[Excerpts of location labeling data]
◆ ◆ ◆ ◆
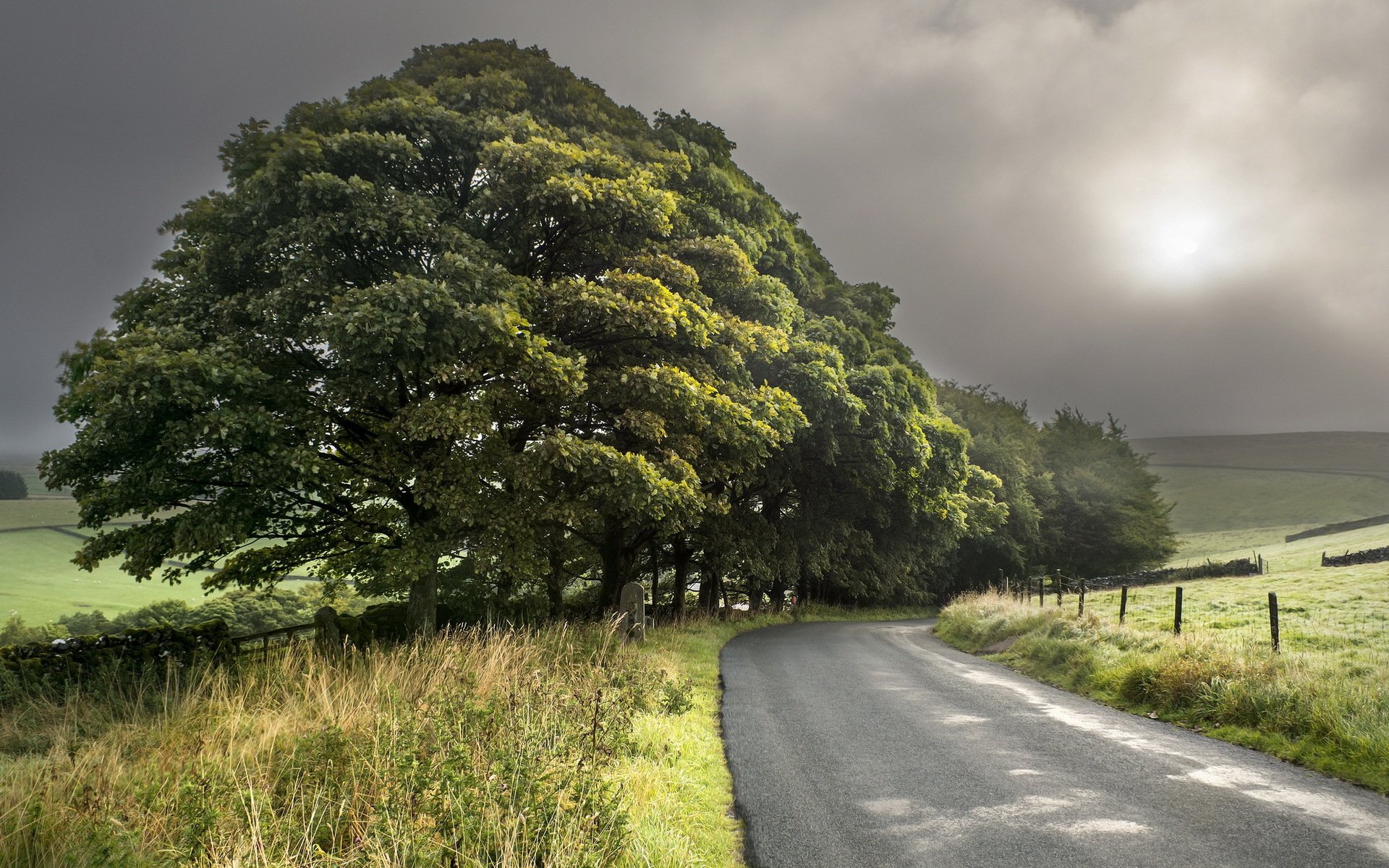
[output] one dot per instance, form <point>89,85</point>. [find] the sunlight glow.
<point>1173,228</point>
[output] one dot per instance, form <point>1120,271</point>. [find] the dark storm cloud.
<point>1171,210</point>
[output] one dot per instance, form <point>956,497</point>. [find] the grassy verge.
<point>556,747</point>
<point>1320,703</point>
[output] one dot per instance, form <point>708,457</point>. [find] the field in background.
<point>1363,451</point>
<point>39,582</point>
<point>27,467</point>
<point>38,579</point>
<point>1223,499</point>
<point>1233,493</point>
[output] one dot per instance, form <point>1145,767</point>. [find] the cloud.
<point>1173,210</point>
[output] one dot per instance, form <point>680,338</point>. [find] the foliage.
<point>1108,516</point>
<point>13,486</point>
<point>477,324</point>
<point>1079,499</point>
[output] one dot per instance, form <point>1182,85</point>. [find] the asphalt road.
<point>878,745</point>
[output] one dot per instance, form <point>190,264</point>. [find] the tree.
<point>13,486</point>
<point>1106,516</point>
<point>1005,442</point>
<point>477,324</point>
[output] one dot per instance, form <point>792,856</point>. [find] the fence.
<point>1354,558</point>
<point>1346,626</point>
<point>1338,528</point>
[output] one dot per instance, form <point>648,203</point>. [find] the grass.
<point>39,582</point>
<point>1334,451</point>
<point>1292,557</point>
<point>28,469</point>
<point>1220,499</point>
<point>553,747</point>
<point>38,511</point>
<point>1321,702</point>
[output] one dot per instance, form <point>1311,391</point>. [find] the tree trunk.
<point>422,610</point>
<point>681,569</point>
<point>555,584</point>
<point>656,575</point>
<point>708,590</point>
<point>617,567</point>
<point>778,595</point>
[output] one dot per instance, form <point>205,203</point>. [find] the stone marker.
<point>632,606</point>
<point>326,629</point>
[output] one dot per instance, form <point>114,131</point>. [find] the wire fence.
<point>1349,628</point>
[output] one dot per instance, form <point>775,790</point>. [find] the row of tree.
<point>475,330</point>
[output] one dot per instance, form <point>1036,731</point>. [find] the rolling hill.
<point>1259,488</point>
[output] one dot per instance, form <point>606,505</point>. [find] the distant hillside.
<point>1342,451</point>
<point>25,466</point>
<point>1289,481</point>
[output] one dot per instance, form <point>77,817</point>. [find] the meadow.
<point>1363,451</point>
<point>1283,502</point>
<point>556,747</point>
<point>1321,700</point>
<point>39,584</point>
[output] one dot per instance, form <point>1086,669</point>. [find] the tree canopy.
<point>1079,499</point>
<point>475,324</point>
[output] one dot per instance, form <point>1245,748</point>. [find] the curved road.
<point>856,745</point>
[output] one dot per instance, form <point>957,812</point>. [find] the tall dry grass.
<point>467,750</point>
<point>1324,710</point>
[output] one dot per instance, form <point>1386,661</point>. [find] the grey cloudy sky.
<point>1171,210</point>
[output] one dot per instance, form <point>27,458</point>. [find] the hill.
<point>1328,451</point>
<point>1277,484</point>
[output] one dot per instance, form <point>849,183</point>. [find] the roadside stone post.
<point>326,631</point>
<point>632,605</point>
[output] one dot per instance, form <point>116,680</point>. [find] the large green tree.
<point>475,323</point>
<point>1106,516</point>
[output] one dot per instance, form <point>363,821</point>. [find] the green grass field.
<point>1325,451</point>
<point>39,582</point>
<point>1221,499</point>
<point>38,511</point>
<point>1319,702</point>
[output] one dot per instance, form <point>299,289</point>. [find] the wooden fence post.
<point>634,611</point>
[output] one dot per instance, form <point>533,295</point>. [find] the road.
<point>866,745</point>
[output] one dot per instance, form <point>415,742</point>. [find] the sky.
<point>1174,211</point>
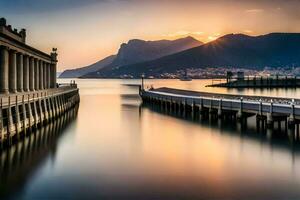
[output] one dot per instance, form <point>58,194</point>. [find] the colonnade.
◆ ◆ ◆ ◆
Write out all the records again, replacing every "one dot per instance" with "a single dot for each instance" and leaving everything else unchanged. Leave the pictures out of your answer.

# [Completed exercise]
[output] a single dot for each instance, form <point>89,85</point>. [find] the sunlight glow.
<point>1173,228</point>
[output] a single dot for each instance, form <point>1120,271</point>. [find] the dark storm cloud.
<point>1171,210</point>
[output] a single dot for each instance, form <point>956,497</point>. [find] the grassy verge.
<point>556,747</point>
<point>1320,703</point>
[output] a single dot for each instance, form <point>708,457</point>. [find] the field in background.
<point>1363,451</point>
<point>39,582</point>
<point>27,467</point>
<point>38,579</point>
<point>1223,499</point>
<point>1233,493</point>
[output] a single dot for each instance, form <point>1145,767</point>. [find] the cloud.
<point>1173,210</point>
[output] a single dot for each instance, form <point>680,338</point>. [find] the foliage.
<point>1108,516</point>
<point>13,486</point>
<point>477,324</point>
<point>1079,499</point>
[output] a single dot for each instance, form <point>1182,85</point>. [find] the asphalt road.
<point>878,745</point>
[output] a single dot for each instance, form <point>190,264</point>. [find] the tree.
<point>13,486</point>
<point>1106,516</point>
<point>1005,442</point>
<point>477,324</point>
[output] a single dot for each instance, form <point>792,856</point>. [find] the fence.
<point>1354,558</point>
<point>1346,626</point>
<point>1338,528</point>
[output] a single dot for each instance, form <point>648,203</point>. [find] the grass.
<point>39,582</point>
<point>1334,451</point>
<point>1292,557</point>
<point>28,469</point>
<point>1220,499</point>
<point>553,747</point>
<point>38,511</point>
<point>1321,702</point>
[output] a single dot for each instance, form <point>1311,391</point>. [find] the tree trunk.
<point>422,610</point>
<point>681,569</point>
<point>555,584</point>
<point>656,575</point>
<point>708,590</point>
<point>617,567</point>
<point>778,595</point>
[output] a single dot for each instance, form <point>205,203</point>. [find] the stone marker.
<point>632,606</point>
<point>326,629</point>
[output] a single dot for each instance, form <point>114,131</point>. [find] the wire fence.
<point>1349,628</point>
[output] a single dot for each instance, form <point>775,790</point>. [find] the row of tree.
<point>475,330</point>
[output] a single dot for each instance, form <point>1036,731</point>. [find] the rolling hill.
<point>1259,488</point>
[output] a single dot for each instance, form <point>606,505</point>. [find] the distant hillside.
<point>1342,451</point>
<point>25,466</point>
<point>1289,481</point>
[output] a single dot for each instance, form <point>77,817</point>. [find] the meadow.
<point>1363,451</point>
<point>1283,502</point>
<point>556,747</point>
<point>1321,700</point>
<point>39,584</point>
[output] a single dot for each instance, form <point>1086,669</point>. [find] the tree canopy.
<point>1079,499</point>
<point>475,324</point>
[output] a single dot for each instance, form <point>1245,748</point>. [find] the curved road.
<point>856,745</point>
[output] a single dot for each instance, form <point>957,812</point>. [find] the tall dry grass.
<point>467,750</point>
<point>1324,710</point>
[output] a single dot for each instance, form <point>1386,661</point>. [find] the grey cloudy sky.
<point>1171,210</point>
[output] a single dot for each instance, form <point>27,458</point>. [find] the hill.
<point>1328,451</point>
<point>1277,484</point>
[output] a single dot for each instance, form <point>849,183</point>. [find] the roadside stone post.
<point>326,631</point>
<point>632,605</point>
[output] a single dot for each instance, form <point>116,680</point>. [find] the large green tree.
<point>475,323</point>
<point>1106,516</point>
[output] a single dot for each instance, form <point>363,821</point>. [find] the green grass field.
<point>1325,451</point>
<point>39,582</point>
<point>1221,499</point>
<point>38,511</point>
<point>1319,702</point>
[output] a single dot for each instance, form <point>299,289</point>. [find] the wooden fence post.
<point>634,611</point>
[output] a single dot for each instance, form <point>533,295</point>. [find] the road.
<point>866,745</point>
[output] a single dot for each instance, form <point>415,742</point>. [find] the sky.
<point>1174,211</point>
[output] a single dot for each instance, form <point>58,194</point>. [find] the colonnade.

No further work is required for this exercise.